Dataset records
# # # # # # #
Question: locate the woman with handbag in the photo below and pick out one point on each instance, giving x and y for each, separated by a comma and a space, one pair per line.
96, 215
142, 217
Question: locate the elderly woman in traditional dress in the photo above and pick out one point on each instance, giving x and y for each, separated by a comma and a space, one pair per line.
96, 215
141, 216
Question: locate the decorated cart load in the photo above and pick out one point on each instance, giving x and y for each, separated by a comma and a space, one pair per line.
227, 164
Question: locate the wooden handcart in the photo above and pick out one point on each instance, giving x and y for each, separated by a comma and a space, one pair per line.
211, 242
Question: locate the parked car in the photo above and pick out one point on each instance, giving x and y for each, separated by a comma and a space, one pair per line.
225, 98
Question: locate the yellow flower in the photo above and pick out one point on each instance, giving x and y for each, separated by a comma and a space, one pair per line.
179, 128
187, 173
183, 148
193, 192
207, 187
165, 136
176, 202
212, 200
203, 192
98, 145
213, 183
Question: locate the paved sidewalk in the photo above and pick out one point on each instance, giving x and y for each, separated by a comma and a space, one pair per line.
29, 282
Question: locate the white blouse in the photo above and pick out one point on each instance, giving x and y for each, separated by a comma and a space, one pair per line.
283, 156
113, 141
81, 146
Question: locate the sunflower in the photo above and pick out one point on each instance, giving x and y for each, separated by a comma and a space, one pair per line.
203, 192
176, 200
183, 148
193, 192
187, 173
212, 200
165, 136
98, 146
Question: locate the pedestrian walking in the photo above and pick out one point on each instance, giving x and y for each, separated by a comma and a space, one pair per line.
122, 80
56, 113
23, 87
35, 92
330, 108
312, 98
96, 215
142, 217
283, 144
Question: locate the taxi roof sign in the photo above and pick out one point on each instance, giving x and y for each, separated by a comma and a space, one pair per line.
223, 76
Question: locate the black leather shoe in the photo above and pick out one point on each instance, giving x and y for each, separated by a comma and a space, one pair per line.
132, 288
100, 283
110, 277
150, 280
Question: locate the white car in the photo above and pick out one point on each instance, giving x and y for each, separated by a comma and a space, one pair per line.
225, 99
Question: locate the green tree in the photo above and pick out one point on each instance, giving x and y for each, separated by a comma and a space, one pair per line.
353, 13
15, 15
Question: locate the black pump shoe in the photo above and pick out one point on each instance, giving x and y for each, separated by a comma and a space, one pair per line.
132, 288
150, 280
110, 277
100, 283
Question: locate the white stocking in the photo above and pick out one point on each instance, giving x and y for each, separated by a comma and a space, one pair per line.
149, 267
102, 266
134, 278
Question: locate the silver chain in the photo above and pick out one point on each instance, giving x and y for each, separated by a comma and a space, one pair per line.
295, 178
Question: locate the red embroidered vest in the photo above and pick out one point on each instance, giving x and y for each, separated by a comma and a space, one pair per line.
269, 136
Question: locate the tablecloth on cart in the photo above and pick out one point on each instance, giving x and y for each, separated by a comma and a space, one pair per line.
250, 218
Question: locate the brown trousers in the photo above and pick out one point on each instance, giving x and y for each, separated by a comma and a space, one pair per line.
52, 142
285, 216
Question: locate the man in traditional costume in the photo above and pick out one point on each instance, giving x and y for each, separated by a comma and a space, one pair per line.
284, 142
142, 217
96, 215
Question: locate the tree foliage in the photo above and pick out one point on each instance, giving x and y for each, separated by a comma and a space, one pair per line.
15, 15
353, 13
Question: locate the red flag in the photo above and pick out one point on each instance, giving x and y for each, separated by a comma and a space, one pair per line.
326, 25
# # # # # # #
* **WHAT YOU SHOULD DO**:
Reproduce the data, keeping every line exactly the same.

* **EXERCISE RESULT**:
Question: locate the woman with handbag in the photo below and pick out one point on each instance, giving x and y for each, separated by a comma and a space, one pair per line.
96, 215
142, 217
Question: locate the elderly woman in traditional dress in the photo above and pick out one point on each instance, giving x and y for each, separated by a comma and a space, one pair per line.
96, 215
141, 216
Question: locate the decorated cart load in the photo above and pick out one point on each instance, giving x and y for each, separated by a comma and a space, one pair per line.
227, 164
Question: locate the wooden handcart in the photo above and pick out one point on each instance, giving x and y for each, separated by a comma and a space, one pair per line.
211, 242
Question: locate the parked car in the photo above and pick out one point on each instance, giving x and y for each, separated by a comma and a space, one pair per line.
225, 98
Question: locate the yellow flower in the photo above and pick out one point on each instance, giving x and y for each, separated by a comma and a space, one pair per line.
179, 128
187, 173
183, 148
193, 192
207, 187
165, 136
176, 202
212, 200
203, 192
98, 145
213, 183
Question: locate the paved sidewalk in the photo above and pick out one point on each instance, giving x and y for each, separated by a comma and a space, one pair per line.
29, 282
Question: locate the white blouse in the photo above and pick out one point on each instance, giving x and y for each, separated by a comma and a space, one pair per line.
283, 156
113, 141
81, 146
Question: locate the sunflower in the photo above and pick out one point on each instance, giving x and y for each, separated by a comma and a space, one pair per line.
203, 192
176, 200
183, 148
193, 192
187, 173
212, 200
165, 136
98, 146
Question: locate the pedestrian walking in the photo above and pick out one point on each instance, giving x and y for each, separated by a comma and a space, one pair per line.
122, 80
56, 113
23, 87
35, 92
330, 108
312, 98
96, 215
142, 217
283, 144
Question: locate the taxi roof sign in the photo above and pick out one point on each instance, giving x and y for each, separated by a comma and a space, one pair per line.
223, 76
Question: locate the black leather shoe in the photo above and pick out one point on each instance, giving x and y for each, separated by a comma and a space, one pair per line.
132, 288
100, 283
110, 277
150, 280
Question: locate the white car in the photo above and pick out one point on each instance, giving x and y for each, separated by a comma and a space, one pair per line.
225, 99
Question: locate the green tree in the photo above and pick out one point on each instance, giving x and y for each, separated by a comma and a space, one pair per line.
353, 13
15, 15
Question: locate the black pump shoe in the photo above and pick out one point on each instance, giving x and y for each, separated by a comma and a space, one pair per line.
132, 288
150, 280
110, 277
100, 283
Question: locate the white stocking in the photo above and pick out one point on each instance, giving x and y for each, separated by a comma and a space, one pair per line.
149, 267
102, 266
134, 278
Question: locate the silver chain in the photo above and pick out one point on each instance, giving x and y for each, separated by a comma and a space, one pair per line.
295, 178
Question: locate the red embroidered vest in the photo above and pick out one point on each instance, giving x and y for each, separated by a comma and a space, one pair per line.
269, 136
Question: locate the tablecloth on cart in the photo above and pick out one point on each instance, giving x and y for each, separated by a comma and a space, one pair per line.
250, 218
Question: locate the brown trousers in the photo above and pick out one point on each instance, giving x and y for each, separated by a comma and a space, one pair per line.
52, 142
285, 216
Question: locate the man in traditional costume in the photo above and pick out one point on each instance, giving x and y for each, separated by a comma and a space, one pair per line.
284, 142
142, 217
96, 215
Question: locate the tree foliage in the photo above and pick out one point on each instance, giving x and y for each, separated by a comma and a space, one pair per line.
15, 15
353, 13
Question: locate the red flag in the photo above and pick out one point on each instance, giving x and y for each, separated by a comma and a space, one pair per line.
326, 25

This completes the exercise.